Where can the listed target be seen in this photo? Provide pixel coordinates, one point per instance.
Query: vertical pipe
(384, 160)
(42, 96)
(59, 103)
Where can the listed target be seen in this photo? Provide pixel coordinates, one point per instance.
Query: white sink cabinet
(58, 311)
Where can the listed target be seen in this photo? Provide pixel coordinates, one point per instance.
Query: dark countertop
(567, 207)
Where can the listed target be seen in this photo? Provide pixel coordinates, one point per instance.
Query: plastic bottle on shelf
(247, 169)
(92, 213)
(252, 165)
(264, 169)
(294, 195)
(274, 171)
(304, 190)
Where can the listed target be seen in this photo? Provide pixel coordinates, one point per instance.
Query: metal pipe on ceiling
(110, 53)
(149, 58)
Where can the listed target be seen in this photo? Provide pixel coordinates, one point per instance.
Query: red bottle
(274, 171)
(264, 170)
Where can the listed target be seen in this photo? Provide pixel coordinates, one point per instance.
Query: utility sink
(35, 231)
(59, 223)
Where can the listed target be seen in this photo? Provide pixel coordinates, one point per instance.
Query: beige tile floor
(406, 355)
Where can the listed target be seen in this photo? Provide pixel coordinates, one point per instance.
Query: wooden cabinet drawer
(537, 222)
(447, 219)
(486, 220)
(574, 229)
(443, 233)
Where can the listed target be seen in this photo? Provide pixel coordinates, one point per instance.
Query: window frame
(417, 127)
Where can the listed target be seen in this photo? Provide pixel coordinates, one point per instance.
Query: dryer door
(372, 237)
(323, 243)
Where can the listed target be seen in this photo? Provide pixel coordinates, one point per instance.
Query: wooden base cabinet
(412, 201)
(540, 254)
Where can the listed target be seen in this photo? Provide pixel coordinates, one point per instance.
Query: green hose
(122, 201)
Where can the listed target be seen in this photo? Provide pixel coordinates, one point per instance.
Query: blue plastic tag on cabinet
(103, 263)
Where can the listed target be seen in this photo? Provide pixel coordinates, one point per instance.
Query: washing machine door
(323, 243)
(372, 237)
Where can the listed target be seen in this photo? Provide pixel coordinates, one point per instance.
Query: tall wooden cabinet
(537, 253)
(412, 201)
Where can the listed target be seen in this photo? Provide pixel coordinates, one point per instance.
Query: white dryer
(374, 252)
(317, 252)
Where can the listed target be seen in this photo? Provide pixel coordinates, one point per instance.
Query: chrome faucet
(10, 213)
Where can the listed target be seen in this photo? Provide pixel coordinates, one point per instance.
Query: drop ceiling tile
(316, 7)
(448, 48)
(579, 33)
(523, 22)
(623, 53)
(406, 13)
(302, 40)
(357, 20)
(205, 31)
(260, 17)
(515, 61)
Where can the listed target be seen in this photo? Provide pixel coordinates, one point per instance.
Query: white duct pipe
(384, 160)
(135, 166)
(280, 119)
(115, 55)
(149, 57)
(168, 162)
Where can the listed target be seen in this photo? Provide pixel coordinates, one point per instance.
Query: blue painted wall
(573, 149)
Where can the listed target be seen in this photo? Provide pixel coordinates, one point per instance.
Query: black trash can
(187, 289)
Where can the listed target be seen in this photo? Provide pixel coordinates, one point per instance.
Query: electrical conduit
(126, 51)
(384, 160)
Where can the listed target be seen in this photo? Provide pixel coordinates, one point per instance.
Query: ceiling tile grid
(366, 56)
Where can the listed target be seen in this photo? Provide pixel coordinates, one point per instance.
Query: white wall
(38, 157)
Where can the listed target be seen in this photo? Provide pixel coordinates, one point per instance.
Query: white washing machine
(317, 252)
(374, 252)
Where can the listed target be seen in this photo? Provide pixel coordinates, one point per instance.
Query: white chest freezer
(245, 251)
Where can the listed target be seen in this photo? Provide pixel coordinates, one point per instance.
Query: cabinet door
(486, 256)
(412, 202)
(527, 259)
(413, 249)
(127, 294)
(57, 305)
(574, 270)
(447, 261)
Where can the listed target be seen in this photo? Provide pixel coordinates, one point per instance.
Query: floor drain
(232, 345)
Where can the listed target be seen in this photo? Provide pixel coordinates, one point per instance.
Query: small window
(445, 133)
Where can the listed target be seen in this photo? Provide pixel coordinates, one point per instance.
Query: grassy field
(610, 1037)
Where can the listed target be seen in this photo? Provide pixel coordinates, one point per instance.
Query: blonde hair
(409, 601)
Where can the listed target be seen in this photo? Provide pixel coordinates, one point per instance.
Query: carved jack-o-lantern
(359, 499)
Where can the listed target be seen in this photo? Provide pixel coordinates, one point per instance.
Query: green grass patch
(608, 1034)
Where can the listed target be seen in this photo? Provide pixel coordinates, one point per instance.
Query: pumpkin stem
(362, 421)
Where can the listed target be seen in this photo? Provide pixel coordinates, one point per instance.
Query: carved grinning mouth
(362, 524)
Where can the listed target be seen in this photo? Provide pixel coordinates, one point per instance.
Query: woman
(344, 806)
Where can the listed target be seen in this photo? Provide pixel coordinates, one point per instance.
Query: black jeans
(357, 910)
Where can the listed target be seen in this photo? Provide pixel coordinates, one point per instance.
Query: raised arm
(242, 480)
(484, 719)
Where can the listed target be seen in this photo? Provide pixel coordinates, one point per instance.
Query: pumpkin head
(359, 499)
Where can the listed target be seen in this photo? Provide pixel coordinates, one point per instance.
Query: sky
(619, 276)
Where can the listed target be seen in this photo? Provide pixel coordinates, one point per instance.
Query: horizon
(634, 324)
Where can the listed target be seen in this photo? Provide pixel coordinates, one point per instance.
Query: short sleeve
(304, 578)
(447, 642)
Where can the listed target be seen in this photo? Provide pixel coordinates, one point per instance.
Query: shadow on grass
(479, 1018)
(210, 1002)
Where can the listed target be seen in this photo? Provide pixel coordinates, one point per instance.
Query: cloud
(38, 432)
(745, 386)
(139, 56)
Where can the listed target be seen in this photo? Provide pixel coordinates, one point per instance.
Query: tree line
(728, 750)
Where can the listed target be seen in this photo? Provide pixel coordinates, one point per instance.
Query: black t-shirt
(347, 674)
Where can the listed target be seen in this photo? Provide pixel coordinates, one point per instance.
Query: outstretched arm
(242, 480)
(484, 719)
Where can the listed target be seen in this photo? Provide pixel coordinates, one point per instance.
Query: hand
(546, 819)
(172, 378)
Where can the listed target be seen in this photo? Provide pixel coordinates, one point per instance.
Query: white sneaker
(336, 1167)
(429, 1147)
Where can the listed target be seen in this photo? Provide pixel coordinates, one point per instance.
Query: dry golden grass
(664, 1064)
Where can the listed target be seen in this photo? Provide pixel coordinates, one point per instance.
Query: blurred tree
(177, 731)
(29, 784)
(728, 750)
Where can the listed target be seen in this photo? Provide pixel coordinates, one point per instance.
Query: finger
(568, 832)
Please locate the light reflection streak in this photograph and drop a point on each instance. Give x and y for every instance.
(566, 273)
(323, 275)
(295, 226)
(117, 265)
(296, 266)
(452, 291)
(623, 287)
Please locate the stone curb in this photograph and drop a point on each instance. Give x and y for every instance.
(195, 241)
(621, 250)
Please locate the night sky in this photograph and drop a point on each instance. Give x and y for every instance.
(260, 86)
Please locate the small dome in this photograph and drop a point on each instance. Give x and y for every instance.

□ □ □ □ □ □ □

=== Given problem ===
Copy out each record exactly as given, omitting none.

=== Reply ===
Where can the listed target be seen in this photo? Provide pixel coordinates, one point per instance.
Query: vertical pipe
(384, 160)
(42, 96)
(59, 103)
Where can the listed target be seen in this photo? Provide pixel coordinates, one point per instance.
Query: white sink cabinet
(58, 311)
Where can the listed target be seen in this photo? Provide pixel coordinates, one point per instance.
Query: dark countertop
(567, 207)
Where can the listed target be seen in this photo? Provide pixel coordinates, one point per instance.
Query: plastic bottle on shelf
(247, 169)
(92, 213)
(252, 165)
(264, 169)
(294, 195)
(274, 171)
(304, 190)
Where can the listed target be seen in this photo? Provide pixel coordinates, one point per instance.
Query: metal pipe on ceiling
(110, 53)
(149, 58)
Where can the listed target be seen in this photo? Provide pixel coordinates, one point per instance.
Query: red bottle
(274, 171)
(264, 170)
Where can the listed target be seen in this photo? Provide pixel coordinates, one point per instance.
Query: utility sink
(35, 231)
(59, 223)
Where can the listed target be seen in this photo? Provide pixel coordinates, one point per instance.
Query: beige tile floor
(406, 355)
Where can the listed target be seen in this photo? Provide pixel coordinates, one point per instance.
Query: wooden cabinet drawer
(537, 222)
(447, 219)
(486, 220)
(574, 229)
(443, 233)
Where can the listed target be seen in this photo? Provide pixel coordinates, one point per instance.
Query: window frame
(417, 127)
Where can the listed target be seen in this photo? Provide pixel coordinates, one point per instance.
Query: dryer door
(372, 237)
(323, 243)
Where can the listed target be seen in this photo? Provide pixel coordinates, one point per instance.
Query: wooden base cabinet
(412, 201)
(540, 254)
Where can the listed target be seen in this photo? Provide pixel coordinates, one point per instance.
Query: green hose
(122, 201)
Where can the listed target be seen in this photo? Provide pixel coordinates, one point per instance.
Query: blue plastic tag on cabinet
(103, 263)
Where can the listed target be seen in this photo? Provide pixel coordinates, one point per instance.
Query: washing machine door
(323, 243)
(372, 237)
Where can the listed target be seen in this photo? Provide pixel coordinates, one point per instance.
Query: tall wooden cabinet
(537, 253)
(412, 201)
Where can the listed target be seen in this photo? Provide pixel coordinates, one point per instance.
Query: white dryer
(374, 252)
(317, 252)
Where can the listed target be seen in this photo? Provide pixel coordinates, one point per instance.
Query: chrome faucet
(10, 213)
Where can the listed target be seen in this photo? Provide pixel coordinates, one point per instance.
Query: drop ceiling tile
(316, 7)
(448, 48)
(579, 33)
(523, 22)
(623, 53)
(406, 13)
(302, 40)
(357, 20)
(205, 31)
(260, 17)
(515, 61)
Where can the listed target be seen in this photo? Provide pixel coordinates, one point per instance.
Query: white duct pipe
(384, 160)
(135, 166)
(280, 119)
(115, 55)
(149, 57)
(168, 162)
Where can the listed target be seen in this photo? Provide pixel coordinates, one point per instance.
Query: blue painted wall
(573, 149)
Where can the listed target be seen in this photo? Provide pixel coordinates, one point per instance.
Query: black trash can
(187, 289)
Where can the listed target be seen in this photo? Provide pixel coordinates, one point per instance.
Query: electrical conduit
(126, 51)
(384, 160)
Where can the listed target be seen in this photo? Provide pixel coordinates, one point per instance.
Query: ceiling tile grid
(366, 56)
Where can the listed target be seen in this photo? Provide pixel coordinates, one point per instance.
Query: white wall
(38, 157)
Where can the listed target be seen in this photo? Provide pixel coordinates, one point per instance.
Query: white washing machine
(317, 252)
(374, 252)
Where can the listed target be seen in this photo? Provide pixel coordinates, one point per instance.
Query: white chest freezer
(245, 251)
Where can the listed target be seen in this photo? Provide pixel coordinates, one point per instance.
Query: cabinet door
(486, 256)
(412, 202)
(527, 259)
(413, 249)
(127, 294)
(57, 305)
(574, 270)
(447, 261)
Where can the listed target be seen in this photo? Provide pixel coordinates, one point per instance.
Query: floor drain
(232, 345)
Where can the listed target be seen in this photo? Provide pixel coordinates, one point per instance.
Query: small window
(445, 133)
Where can the listed target be seen in this photo? Provide pixel coordinates, one point per instance.
Query: grassy field
(610, 1037)
Where can the listed target be seen in this photo? Provide pixel coordinates, one point per instance.
Query: blonde hair
(409, 601)
Where can the listed target be seen in this photo? Provide pixel coordinates, one point per instance.
Query: carved jack-o-lantern
(359, 499)
Where can the listed target be seen in this photo? Provide pixel coordinates, one point per instance.
Query: green grass patch
(608, 1034)
Where can the listed target be seen in this photo? Provide pixel coordinates, one point per instance.
Query: pumpkin stem
(362, 421)
Where can the listed target be seen in this photo? Provide pixel coordinates, one point per instance.
Query: carved grinning mouth
(362, 524)
Where can the listed target be seen in this photo? Provide pixel coordinates, one point per instance.
Query: woman
(344, 806)
Where can the listed target be seen in this photo? Provide pixel coordinates, one point per instance.
Query: black jeans
(357, 910)
Where can the listed target be seen in this photo? Provide pixel coordinates, one point per instance.
Query: raised arm
(242, 480)
(484, 719)
Where can the listed target be seen in this photo? Provide pixel coordinates, one point per instance.
Query: pumpkin head
(359, 499)
Where can the listed target be seen in this photo? Provide pixel coordinates, one point per instance.
Query: sky
(619, 276)
Where can the listed target be seen in this photo? Provide pixel coordinates, one point per instance.
Query: horizon
(634, 324)
Where can the listed target be seen in this photo? Provide pixel coordinates, one point per instance.
Query: short sleeve
(304, 578)
(447, 642)
Where can the listed target be seen in this photo? Provide pixel coordinates, one point per instance.
Query: shadow on grass
(479, 1018)
(210, 1002)
Where can the listed target be seen in this photo? Provide pixel coordinates, one point per instance.
Query: cloud
(38, 432)
(745, 386)
(139, 56)
Where can the listed target be seen in this photo? Provide pixel coordinates, one point per instance.
Query: tree line
(728, 750)
Where can the listed target be seen in this photo? Provide pixel coordinates, one point per instance.
Query: black t-shirt
(347, 674)
Where can the listed target be seen in this photo? Provide pixel coordinates, one point per instance.
Query: outstretched arm
(242, 480)
(484, 719)
Where can the listed target be seen in this photo? Provide pixel coordinates, one point per instance.
Query: hand
(546, 819)
(172, 378)
Where can the listed target be seen in this photo? Provide pixel coordinates, one point per instance.
Query: white sneaker
(336, 1167)
(429, 1147)
Where can the listed target be seen in this photo? Provide pixel coordinates, one point per instance.
Query: dry golden grass
(664, 1064)
Where can the listed target be seen in this photo? Provide pixel coordinates, one point per instance.
Query: blurred tree
(177, 731)
(29, 784)
(728, 750)
Where can the listed target be seen in this photo? Provide pixel coordinates, one point per instance.
Query: finger
(568, 832)
Please locate the light reflection streak in this photograph and drop a point on each instance. Give x and y for every instance.
(566, 273)
(323, 275)
(295, 226)
(117, 265)
(296, 266)
(452, 291)
(623, 287)
Please locate the stone curb in this photograph and drop a point on each instance. Give x and y for every instance.
(195, 241)
(621, 250)
Please locate the night sky in this photograph and drop a point on each instance. Give x and y for every instance.
(260, 86)
Please locate the small dome in this photograph and drop a point on each instance. Give x and y for every instance.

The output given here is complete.